## [WHAT TO PRODUCE]
Each record below should be given again exactly as it reads.

## [EXCERPTED RECORDS]
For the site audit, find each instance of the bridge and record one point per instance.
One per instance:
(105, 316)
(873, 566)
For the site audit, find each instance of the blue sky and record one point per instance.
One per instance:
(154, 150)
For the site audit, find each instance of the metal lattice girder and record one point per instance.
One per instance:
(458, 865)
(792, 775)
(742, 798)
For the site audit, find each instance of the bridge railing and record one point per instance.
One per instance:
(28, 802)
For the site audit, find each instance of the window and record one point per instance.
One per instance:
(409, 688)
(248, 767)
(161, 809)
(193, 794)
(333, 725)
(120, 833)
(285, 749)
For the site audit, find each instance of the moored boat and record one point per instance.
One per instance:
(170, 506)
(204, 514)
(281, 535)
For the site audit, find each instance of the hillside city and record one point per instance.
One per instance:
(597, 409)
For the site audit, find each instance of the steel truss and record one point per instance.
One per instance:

## [SOLUTION]
For the site audit, find each instance of the bridge and record one point per instance.
One per instance:
(105, 316)
(873, 566)
For the site audit, find each instance of the blue sky and record one point per instance.
One per instance:
(154, 150)
For the site audit, find each instance of the metal lattice girder and record one point per instance.
One per instance:
(458, 865)
(792, 775)
(742, 798)
For the site audit, find each instance of the bridge railing and record one point per instance.
One per instance:
(28, 802)
For the site audit, find each instance of the window and record one point per instance.
One per instance:
(409, 688)
(248, 767)
(161, 809)
(193, 794)
(333, 725)
(120, 833)
(285, 749)
For the site audit, find each instance of the moored boat and record one point per instance.
One per instance:
(170, 506)
(204, 514)
(281, 535)
For the site audit, find each instance of the hillside city and record one point per instance.
One per instance:
(597, 409)
For the site audit, find each instance of the steel truss and record one point per instance.
One per instance:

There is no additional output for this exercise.